### [WHAT YOU NEED TO DO]
Could you copy each line of the listing below that has the word "cliff"?

### [RAW DATA]
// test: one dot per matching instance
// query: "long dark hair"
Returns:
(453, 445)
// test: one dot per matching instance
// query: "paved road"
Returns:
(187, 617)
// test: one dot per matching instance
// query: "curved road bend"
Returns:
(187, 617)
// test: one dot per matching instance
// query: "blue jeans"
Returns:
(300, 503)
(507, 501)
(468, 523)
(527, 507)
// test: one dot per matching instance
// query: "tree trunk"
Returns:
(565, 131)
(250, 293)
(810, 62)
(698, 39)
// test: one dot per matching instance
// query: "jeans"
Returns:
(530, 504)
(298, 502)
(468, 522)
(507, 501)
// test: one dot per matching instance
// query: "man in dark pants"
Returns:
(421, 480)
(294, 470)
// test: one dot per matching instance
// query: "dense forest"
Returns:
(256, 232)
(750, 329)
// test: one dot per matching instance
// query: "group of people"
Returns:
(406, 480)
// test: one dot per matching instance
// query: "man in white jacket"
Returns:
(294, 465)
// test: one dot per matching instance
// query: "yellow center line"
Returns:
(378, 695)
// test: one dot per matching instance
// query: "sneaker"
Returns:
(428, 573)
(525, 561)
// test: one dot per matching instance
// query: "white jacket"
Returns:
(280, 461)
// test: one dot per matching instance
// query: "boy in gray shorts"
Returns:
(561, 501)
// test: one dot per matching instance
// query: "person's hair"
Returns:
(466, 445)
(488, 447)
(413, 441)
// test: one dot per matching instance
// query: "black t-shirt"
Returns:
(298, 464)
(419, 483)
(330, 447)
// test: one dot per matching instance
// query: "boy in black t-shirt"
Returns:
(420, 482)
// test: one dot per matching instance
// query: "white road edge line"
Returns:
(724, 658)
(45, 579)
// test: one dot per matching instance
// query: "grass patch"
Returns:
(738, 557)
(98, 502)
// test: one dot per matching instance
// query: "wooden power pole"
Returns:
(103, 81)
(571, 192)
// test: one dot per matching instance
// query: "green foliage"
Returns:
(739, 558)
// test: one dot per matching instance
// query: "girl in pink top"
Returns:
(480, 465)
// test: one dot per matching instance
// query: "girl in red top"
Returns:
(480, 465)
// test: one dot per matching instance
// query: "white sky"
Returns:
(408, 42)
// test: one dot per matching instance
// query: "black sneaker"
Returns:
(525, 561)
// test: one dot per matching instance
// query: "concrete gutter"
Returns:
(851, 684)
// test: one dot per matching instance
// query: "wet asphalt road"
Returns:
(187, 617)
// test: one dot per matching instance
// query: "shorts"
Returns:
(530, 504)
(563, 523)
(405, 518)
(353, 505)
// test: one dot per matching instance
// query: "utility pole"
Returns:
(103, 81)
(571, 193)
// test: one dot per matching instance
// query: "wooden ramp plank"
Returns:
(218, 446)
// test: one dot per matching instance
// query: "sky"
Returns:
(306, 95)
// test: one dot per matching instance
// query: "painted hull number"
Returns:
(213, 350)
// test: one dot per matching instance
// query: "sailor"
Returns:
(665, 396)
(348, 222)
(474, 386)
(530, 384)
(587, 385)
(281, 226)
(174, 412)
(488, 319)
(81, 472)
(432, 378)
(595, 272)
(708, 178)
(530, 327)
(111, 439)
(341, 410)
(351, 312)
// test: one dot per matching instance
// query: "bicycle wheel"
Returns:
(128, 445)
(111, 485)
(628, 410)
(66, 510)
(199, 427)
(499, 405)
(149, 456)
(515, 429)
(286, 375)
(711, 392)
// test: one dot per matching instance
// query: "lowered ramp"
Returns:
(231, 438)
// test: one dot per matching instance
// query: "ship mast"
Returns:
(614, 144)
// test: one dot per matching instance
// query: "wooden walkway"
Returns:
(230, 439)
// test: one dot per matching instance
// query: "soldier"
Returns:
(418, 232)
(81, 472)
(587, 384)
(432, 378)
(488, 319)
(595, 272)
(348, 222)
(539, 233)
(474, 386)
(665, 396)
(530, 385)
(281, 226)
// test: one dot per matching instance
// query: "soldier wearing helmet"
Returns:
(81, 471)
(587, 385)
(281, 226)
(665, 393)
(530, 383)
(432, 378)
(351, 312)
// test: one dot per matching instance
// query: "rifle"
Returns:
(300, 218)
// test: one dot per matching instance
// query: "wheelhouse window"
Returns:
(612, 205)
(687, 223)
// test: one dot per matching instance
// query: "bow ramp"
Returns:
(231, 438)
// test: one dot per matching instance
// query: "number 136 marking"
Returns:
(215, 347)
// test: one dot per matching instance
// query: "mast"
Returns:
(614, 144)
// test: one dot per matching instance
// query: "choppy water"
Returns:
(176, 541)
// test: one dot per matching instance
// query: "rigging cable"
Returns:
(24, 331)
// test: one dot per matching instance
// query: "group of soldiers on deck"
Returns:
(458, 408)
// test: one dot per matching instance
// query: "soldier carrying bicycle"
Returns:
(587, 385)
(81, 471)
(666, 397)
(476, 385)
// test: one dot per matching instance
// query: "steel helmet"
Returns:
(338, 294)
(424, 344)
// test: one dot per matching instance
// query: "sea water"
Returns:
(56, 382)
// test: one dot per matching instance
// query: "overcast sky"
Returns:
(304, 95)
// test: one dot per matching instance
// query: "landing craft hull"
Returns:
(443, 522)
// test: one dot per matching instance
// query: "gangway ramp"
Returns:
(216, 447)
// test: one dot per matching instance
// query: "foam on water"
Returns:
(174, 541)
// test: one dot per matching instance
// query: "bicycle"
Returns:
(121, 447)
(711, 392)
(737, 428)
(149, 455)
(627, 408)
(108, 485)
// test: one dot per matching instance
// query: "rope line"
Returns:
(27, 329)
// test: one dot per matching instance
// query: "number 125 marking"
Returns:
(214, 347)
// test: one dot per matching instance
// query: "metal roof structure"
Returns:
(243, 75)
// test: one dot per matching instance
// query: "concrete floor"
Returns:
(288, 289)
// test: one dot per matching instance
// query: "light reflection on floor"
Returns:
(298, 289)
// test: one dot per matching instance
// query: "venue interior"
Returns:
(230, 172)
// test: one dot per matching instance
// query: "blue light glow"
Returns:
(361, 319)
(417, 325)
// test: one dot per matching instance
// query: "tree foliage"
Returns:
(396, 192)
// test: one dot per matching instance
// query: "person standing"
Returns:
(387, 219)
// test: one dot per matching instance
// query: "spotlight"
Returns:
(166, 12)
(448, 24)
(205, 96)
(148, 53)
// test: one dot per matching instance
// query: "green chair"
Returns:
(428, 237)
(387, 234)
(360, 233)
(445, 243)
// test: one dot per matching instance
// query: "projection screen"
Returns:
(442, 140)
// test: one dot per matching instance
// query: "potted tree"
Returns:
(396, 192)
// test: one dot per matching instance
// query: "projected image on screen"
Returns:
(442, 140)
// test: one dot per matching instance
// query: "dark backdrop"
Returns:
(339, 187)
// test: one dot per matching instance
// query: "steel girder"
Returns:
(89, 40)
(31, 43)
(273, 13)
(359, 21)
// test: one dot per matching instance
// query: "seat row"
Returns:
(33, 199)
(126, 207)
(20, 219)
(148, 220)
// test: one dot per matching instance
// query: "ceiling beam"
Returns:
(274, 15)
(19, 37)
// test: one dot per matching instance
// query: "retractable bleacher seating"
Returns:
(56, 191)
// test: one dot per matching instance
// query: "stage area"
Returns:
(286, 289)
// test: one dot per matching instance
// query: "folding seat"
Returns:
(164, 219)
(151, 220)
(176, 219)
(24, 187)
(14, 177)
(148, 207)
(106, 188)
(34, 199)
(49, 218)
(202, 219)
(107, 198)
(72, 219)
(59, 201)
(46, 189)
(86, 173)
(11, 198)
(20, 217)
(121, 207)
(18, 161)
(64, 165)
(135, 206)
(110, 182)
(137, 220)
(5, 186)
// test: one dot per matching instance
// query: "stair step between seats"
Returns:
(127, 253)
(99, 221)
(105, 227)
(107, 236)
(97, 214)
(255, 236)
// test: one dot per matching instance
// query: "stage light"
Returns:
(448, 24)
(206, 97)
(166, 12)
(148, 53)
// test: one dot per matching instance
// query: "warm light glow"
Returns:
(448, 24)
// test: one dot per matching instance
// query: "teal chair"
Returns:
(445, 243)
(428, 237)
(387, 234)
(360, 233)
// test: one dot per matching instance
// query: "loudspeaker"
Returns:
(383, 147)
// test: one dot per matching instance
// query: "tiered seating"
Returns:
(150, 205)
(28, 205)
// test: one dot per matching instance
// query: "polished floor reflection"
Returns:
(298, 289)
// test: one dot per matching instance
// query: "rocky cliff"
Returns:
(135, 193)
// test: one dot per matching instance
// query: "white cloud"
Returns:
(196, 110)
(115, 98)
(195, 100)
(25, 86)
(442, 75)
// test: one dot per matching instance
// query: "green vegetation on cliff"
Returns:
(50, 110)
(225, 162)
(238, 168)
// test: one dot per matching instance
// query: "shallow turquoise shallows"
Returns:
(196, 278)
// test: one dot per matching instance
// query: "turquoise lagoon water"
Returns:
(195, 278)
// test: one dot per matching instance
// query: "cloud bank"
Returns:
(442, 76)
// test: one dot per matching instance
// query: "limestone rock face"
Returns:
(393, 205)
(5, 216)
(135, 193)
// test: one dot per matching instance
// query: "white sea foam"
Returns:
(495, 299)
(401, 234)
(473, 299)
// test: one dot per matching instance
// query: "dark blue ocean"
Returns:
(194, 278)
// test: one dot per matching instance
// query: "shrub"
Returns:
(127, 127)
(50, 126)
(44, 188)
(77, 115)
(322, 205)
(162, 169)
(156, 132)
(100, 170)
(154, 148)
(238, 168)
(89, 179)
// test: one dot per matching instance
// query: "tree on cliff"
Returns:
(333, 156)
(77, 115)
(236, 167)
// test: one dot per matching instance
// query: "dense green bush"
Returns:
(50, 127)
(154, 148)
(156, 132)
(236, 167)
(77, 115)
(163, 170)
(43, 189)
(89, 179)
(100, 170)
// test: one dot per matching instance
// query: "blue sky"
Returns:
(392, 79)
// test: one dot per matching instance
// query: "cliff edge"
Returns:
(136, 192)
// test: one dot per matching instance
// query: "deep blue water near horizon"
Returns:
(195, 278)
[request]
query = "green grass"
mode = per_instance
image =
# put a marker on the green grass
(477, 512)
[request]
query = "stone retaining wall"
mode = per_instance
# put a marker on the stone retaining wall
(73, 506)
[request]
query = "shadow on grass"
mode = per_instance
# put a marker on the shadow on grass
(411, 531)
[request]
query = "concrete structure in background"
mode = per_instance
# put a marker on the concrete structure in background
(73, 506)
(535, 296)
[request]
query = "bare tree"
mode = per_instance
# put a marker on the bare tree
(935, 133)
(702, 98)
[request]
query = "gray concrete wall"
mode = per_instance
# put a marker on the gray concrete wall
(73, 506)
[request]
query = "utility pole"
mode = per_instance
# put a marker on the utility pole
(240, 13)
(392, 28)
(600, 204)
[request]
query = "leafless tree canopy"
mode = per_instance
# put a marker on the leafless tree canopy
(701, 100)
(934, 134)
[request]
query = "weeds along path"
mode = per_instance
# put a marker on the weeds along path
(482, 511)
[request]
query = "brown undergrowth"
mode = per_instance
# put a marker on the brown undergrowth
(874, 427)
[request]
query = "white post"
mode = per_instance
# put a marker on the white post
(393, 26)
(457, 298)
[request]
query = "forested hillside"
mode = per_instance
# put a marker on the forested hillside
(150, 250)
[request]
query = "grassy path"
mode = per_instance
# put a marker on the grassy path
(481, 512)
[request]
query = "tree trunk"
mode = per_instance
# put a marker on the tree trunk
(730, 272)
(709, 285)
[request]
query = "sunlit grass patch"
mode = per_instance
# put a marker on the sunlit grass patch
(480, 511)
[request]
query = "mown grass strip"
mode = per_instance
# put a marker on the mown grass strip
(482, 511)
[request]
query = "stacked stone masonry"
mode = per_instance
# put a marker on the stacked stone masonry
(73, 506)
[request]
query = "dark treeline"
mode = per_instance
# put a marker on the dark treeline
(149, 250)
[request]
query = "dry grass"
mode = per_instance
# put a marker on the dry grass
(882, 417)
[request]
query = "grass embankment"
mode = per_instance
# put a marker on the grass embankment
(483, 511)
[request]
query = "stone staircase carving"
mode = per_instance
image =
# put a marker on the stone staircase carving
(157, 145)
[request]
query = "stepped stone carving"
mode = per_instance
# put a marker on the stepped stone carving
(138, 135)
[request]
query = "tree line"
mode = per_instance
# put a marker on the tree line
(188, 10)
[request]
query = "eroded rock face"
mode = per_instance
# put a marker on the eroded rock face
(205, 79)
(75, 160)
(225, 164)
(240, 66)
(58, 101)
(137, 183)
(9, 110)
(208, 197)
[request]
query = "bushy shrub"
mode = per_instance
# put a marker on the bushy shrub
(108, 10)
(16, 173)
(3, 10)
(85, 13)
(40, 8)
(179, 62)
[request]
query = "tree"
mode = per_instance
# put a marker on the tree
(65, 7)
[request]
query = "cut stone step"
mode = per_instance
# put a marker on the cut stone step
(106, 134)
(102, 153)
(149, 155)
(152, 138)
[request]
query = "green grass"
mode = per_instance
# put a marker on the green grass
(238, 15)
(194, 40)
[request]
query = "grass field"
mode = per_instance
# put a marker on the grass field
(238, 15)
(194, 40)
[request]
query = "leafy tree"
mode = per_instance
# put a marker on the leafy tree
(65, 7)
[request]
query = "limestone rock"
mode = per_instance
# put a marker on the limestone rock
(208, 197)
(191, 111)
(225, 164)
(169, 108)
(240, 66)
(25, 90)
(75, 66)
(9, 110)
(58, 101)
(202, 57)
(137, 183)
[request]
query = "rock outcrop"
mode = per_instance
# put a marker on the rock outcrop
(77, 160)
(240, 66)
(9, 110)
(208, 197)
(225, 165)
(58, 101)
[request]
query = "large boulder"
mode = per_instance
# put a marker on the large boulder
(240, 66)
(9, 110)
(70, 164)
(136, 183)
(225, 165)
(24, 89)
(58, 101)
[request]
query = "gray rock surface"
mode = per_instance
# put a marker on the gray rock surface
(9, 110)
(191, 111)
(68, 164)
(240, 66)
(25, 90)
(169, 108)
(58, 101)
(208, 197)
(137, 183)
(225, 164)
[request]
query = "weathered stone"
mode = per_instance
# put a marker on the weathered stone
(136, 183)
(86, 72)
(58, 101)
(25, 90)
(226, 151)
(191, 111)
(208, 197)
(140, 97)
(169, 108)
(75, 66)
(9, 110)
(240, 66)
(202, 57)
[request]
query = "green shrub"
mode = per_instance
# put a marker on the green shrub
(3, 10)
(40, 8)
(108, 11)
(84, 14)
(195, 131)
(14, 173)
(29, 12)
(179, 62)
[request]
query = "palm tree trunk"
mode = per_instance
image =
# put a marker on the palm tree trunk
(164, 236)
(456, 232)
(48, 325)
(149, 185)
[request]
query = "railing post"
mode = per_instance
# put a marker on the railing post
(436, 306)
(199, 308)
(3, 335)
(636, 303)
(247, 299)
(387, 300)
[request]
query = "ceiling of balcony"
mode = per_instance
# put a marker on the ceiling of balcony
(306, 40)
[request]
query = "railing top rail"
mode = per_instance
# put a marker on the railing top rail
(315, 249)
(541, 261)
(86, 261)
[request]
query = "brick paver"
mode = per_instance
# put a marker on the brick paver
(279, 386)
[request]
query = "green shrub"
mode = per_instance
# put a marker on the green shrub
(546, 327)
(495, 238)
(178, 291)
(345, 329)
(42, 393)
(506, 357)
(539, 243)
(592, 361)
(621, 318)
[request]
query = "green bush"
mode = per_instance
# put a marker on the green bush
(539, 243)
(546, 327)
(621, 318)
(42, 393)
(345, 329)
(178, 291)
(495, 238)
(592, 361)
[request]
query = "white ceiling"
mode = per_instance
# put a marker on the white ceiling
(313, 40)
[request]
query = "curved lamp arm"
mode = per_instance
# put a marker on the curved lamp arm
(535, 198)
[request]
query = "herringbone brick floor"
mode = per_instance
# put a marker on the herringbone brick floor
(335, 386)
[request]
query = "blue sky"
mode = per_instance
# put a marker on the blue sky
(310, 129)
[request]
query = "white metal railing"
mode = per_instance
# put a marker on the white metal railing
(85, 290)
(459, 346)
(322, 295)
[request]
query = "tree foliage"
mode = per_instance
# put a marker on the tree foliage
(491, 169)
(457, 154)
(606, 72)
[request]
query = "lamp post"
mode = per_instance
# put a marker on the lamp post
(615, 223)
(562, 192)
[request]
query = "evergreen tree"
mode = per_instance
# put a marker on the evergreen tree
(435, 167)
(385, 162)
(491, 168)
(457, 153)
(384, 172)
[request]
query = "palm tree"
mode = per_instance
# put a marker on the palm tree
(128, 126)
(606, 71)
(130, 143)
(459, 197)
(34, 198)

### [SOLUTION FOR THIS EXERCISE]
// query: "rocky cliff"
// query: "green vegetation on cliff"
// query: "tree on cliff"
// query: "cliff edge"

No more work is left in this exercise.